**DATA FOR THE TASK**

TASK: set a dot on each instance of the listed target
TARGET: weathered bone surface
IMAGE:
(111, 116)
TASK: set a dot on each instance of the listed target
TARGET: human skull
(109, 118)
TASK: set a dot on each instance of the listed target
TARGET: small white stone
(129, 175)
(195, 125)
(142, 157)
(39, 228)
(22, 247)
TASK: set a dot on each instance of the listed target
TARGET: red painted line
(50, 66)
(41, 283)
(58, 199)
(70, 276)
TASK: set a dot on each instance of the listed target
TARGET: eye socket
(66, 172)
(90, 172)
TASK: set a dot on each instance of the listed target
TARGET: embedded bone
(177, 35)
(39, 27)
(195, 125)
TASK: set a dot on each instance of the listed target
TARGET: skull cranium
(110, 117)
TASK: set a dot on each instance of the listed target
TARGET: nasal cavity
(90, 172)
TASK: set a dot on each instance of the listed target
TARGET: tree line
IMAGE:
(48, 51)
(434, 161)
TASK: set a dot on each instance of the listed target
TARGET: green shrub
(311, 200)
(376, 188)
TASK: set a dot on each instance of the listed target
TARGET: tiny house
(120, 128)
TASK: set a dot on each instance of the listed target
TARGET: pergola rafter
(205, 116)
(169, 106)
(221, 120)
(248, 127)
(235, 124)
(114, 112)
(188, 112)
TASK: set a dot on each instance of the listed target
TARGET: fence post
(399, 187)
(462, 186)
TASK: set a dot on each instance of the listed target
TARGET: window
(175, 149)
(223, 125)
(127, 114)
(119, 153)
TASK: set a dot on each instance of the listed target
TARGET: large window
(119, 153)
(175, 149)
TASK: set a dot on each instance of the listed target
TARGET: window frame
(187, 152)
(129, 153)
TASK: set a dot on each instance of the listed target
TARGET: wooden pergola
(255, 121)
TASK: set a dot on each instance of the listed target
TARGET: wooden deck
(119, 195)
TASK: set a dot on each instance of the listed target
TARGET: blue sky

**PROBLEM REQUIREMENTS**
Please set down the whole listing above without altering a single line.

**EXERCISE OUTPUT**
TASK: set a dot on each instance of the listed target
TARGET: weathered bone surface
IMAGE:
(111, 116)
TASK: set a dot on each instance of the listed target
TARGET: human skull
(109, 118)
TASK: set a dot on each instance of the listed target
TARGET: small white stone
(129, 175)
(195, 125)
(142, 157)
(39, 228)
(22, 247)
TASK: set a dot on each instance of the listed target
TARGET: red painted line
(50, 66)
(41, 283)
(58, 199)
(70, 276)
TASK: set a dot on each instance of the listed target
TARGET: eye socket
(66, 172)
(90, 172)
TASK: set a dot on each instance of the listed target
TARGET: embedded bone
(177, 35)
(39, 27)
(195, 125)
TASK: set a dot on each instance of the listed target
TARGET: skull cranium
(110, 117)
TASK: set a dot on each instance of the listed target
TARGET: nasal cavity
(90, 172)
TASK: set a dot on each instance of the listed target
TARGET: tree line
IMAGE:
(48, 51)
(434, 161)
TASK: set a dot on each instance of the listed target
TARGET: green shrub
(311, 200)
(376, 188)
TASK: set a dot on each instance of the listed target
TARGET: tiny house
(120, 128)
TASK: set a dot on each instance of the listed target
TARGET: pergola rafter
(205, 116)
(169, 106)
(221, 120)
(248, 127)
(235, 124)
(114, 112)
(188, 112)
TASK: set a dot on each instance of the listed target
TARGET: fence post
(399, 187)
(462, 186)
TASK: set a dot on each instance of the listed target
TARGET: window
(175, 149)
(223, 125)
(127, 114)
(119, 153)
TASK: set a dot on each instance of the listed target
TARGET: large window
(119, 153)
(175, 149)
TASK: set a dot on each instance of the listed target
TARGET: window frame
(187, 152)
(129, 153)
TASK: set a dot on each instance of the listed target
TARGET: wooden pergola
(255, 121)
TASK: set a dot on each instance of the listed target
TARGET: wooden deck
(119, 195)
TASK: set a dot on each instance of the listed target
TARGET: blue sky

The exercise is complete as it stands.